> Text

--

We have discussed how pervasive the secular culture is, how much it has affected our children and how we can no longer afford to be naïve about the existence of sexual predators in our midst. We reminded you that if children do not possess clear knowledge and an age-appropriate understanding of the parts of their body and how they can be used or misused, they would not be able to protect themselves from those who seek to abuse them.


There is a school of thought that exposing children and adolescents to sexual ideas will arouse in them a yetzer hara. We referenced a halachic ruling from the Ezer Mekodesh (Shulchan Aruch, E.H. 23:3) that makes it clear it is permitted for even a young man to study the sections of the Torah that relate to sexuality.

How and When to Discuss Sexuality with Children:

Knowing that a true understanding of sexuality is essential for the fulfillment of numerous halachic obligations, the question then is at what age should children be taught about sexuality, and how?

The Torah consists of concrete intellectual knowledge as well as ethical and psychological development. For example, one can study all the laws of property rights, theft and commerce but in his practice of business be utterly unethical. As it states in Mishna Avos (3:13), “People whose intelligence exceeds their character are compared to a tree whose branches are larger than its roots.” The end result of course, is that such a tree will fall.

Educating our children about sexuality is not a one-time task, nor is it simply an acquisition of facts. Rather, it is principally an emotional and ethical educative process, and something that must be done in a number of different ways over a child’s lifetime. Yes, a child needs facts, but at the same time, facts can be overrated. A child is really looking for guidance and emotional security. By the way, this same observation is true for most children’s questions. Though they are hungry for facts, a perceptive parent should be able to read between the lines and speak to the emotional need behind the question.

--

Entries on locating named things
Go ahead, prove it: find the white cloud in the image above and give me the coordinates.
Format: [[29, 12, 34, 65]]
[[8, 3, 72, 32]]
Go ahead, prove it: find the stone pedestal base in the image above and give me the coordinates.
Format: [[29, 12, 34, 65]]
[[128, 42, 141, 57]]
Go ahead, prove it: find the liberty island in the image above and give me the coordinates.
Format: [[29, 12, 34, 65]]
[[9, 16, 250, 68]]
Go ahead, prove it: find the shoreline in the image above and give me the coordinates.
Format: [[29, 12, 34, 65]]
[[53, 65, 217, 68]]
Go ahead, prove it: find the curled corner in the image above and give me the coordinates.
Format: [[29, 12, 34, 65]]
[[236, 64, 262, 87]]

--

> Problem description
Which areas of law does the text on teaching children about sexuality name in its example of a person who studies the laws yet is unethical in business? List them.

> Task response
- Property rights
- Theft
- Commerce